◆ **WHAT THE TASK REQUIRES**
Reproduce the records below word for word, starting at their first line and stopping after the line that contains "x=201, y=105", with both ends included.
─── DATA ENTRIES ───
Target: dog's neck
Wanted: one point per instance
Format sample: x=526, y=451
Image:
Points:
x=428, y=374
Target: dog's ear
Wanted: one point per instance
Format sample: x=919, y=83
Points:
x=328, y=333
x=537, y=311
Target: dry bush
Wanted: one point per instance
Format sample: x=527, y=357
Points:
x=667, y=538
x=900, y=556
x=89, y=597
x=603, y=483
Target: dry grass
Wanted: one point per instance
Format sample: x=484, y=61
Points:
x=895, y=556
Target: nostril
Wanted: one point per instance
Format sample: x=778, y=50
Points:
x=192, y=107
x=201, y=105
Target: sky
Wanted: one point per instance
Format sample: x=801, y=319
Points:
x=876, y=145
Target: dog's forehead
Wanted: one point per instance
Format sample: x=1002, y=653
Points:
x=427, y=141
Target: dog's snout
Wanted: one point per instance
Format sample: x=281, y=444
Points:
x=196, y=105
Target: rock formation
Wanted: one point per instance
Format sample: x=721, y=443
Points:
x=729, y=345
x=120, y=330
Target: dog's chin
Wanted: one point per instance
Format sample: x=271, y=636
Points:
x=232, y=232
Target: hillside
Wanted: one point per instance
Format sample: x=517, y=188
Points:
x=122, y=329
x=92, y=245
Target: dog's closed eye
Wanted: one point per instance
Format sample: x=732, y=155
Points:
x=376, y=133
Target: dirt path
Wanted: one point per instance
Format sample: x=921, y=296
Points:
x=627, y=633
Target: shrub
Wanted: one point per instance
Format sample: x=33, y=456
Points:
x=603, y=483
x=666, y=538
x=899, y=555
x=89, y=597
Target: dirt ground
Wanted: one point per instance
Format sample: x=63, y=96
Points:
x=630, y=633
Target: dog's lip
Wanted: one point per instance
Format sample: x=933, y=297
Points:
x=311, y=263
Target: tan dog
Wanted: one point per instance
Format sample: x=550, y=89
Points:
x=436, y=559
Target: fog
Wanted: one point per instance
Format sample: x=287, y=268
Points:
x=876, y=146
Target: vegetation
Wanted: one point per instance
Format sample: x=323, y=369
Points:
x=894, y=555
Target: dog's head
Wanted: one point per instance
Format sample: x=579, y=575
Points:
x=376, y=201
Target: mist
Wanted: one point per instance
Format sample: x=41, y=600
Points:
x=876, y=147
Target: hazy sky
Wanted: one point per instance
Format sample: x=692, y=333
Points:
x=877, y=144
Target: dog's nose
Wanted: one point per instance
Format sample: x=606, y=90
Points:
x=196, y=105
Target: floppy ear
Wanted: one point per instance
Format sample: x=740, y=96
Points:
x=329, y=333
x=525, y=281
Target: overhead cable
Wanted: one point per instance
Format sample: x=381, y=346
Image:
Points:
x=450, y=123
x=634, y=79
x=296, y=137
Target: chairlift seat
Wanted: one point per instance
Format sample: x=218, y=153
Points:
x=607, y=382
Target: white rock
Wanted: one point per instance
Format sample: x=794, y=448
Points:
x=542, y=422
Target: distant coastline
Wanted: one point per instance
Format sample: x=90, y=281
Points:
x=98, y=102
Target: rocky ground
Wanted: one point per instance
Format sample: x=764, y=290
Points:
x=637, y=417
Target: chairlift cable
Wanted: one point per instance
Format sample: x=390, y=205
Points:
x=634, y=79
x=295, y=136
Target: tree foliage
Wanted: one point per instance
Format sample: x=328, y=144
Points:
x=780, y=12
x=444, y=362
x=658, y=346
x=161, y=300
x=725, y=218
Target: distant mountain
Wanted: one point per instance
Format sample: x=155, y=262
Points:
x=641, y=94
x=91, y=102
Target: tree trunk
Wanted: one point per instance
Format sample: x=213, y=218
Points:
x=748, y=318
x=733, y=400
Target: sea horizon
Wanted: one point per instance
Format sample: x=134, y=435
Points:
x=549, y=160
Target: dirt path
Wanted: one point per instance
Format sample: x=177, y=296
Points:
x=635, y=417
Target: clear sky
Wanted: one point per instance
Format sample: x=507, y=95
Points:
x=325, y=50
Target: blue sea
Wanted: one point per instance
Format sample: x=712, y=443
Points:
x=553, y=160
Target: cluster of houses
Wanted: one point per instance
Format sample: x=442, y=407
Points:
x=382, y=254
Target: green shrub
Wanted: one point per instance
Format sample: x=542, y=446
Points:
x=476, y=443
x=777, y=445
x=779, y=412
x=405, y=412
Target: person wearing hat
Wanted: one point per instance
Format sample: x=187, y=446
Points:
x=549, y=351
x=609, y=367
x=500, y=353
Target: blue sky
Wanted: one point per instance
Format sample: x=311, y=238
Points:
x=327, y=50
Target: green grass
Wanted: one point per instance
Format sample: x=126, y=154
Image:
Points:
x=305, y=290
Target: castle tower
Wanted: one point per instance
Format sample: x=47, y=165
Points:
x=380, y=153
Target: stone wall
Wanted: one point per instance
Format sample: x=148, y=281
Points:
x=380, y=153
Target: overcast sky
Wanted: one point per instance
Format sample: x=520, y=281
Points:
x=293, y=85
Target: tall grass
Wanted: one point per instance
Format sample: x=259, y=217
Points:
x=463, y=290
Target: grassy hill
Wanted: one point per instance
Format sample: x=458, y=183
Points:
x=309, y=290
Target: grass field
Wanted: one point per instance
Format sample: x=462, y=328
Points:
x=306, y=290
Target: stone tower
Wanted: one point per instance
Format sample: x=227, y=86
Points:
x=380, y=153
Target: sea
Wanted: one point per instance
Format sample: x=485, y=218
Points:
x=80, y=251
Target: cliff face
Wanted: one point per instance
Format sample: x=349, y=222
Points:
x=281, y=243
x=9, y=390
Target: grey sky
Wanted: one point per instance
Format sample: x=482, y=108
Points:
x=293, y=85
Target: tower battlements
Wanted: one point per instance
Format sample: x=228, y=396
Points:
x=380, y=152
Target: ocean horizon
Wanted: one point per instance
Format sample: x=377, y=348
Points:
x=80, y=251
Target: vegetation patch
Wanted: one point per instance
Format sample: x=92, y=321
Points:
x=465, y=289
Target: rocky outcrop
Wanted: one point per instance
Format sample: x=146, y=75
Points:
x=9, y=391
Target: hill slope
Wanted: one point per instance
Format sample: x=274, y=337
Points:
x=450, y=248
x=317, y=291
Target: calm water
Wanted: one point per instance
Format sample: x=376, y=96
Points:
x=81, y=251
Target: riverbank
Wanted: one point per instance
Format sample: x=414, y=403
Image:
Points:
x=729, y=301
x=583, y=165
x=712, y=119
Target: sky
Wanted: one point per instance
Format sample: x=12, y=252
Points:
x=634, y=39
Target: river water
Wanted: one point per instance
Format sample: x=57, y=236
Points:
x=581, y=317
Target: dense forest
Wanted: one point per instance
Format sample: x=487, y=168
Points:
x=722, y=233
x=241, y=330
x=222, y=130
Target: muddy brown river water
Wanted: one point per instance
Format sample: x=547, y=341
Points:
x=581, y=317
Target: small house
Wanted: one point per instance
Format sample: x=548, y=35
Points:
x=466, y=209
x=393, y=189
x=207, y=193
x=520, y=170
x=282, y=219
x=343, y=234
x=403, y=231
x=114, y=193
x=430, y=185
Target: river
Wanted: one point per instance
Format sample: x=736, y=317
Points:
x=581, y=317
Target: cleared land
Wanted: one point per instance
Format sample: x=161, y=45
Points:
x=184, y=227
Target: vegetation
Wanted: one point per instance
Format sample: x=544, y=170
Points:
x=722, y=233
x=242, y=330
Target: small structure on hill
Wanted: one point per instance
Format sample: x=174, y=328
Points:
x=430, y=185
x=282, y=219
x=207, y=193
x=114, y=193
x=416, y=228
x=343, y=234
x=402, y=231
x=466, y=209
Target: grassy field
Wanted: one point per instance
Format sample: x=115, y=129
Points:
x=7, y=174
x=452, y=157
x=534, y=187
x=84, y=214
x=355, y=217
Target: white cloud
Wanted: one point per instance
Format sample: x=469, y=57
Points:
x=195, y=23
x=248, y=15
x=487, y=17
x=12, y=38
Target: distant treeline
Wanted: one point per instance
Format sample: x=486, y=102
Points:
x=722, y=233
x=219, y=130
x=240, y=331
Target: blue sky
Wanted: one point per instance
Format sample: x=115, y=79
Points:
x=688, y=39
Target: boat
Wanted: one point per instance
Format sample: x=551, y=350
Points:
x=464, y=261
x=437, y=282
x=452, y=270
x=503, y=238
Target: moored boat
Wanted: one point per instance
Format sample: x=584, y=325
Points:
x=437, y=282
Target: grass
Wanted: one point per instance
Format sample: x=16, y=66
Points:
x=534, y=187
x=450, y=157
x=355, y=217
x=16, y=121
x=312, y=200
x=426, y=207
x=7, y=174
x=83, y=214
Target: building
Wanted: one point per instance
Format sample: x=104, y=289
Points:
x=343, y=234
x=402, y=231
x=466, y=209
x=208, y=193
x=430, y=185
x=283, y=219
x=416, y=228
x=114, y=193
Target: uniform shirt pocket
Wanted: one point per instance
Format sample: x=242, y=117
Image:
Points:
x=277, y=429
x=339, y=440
───
◆ **CORRECT RESPONSE**
Target: dog's neck
Wanted: one point per instance
Format sample: x=526, y=451
Image:
Points:
x=428, y=374
Target: dog's ear
Wanted: one point per instance
Format sample: x=919, y=83
Points:
x=328, y=333
x=537, y=311
Target: dry bush
Wanted: one point per instance
Format sample: x=527, y=357
Points:
x=667, y=538
x=900, y=556
x=89, y=597
x=603, y=483
Target: dry grass
Wanted: one point per instance
Format sample: x=484, y=61
Points:
x=895, y=556
Target: nostril
Wanted: one point per instance
Format sample: x=778, y=50
Points:
x=192, y=107
x=201, y=105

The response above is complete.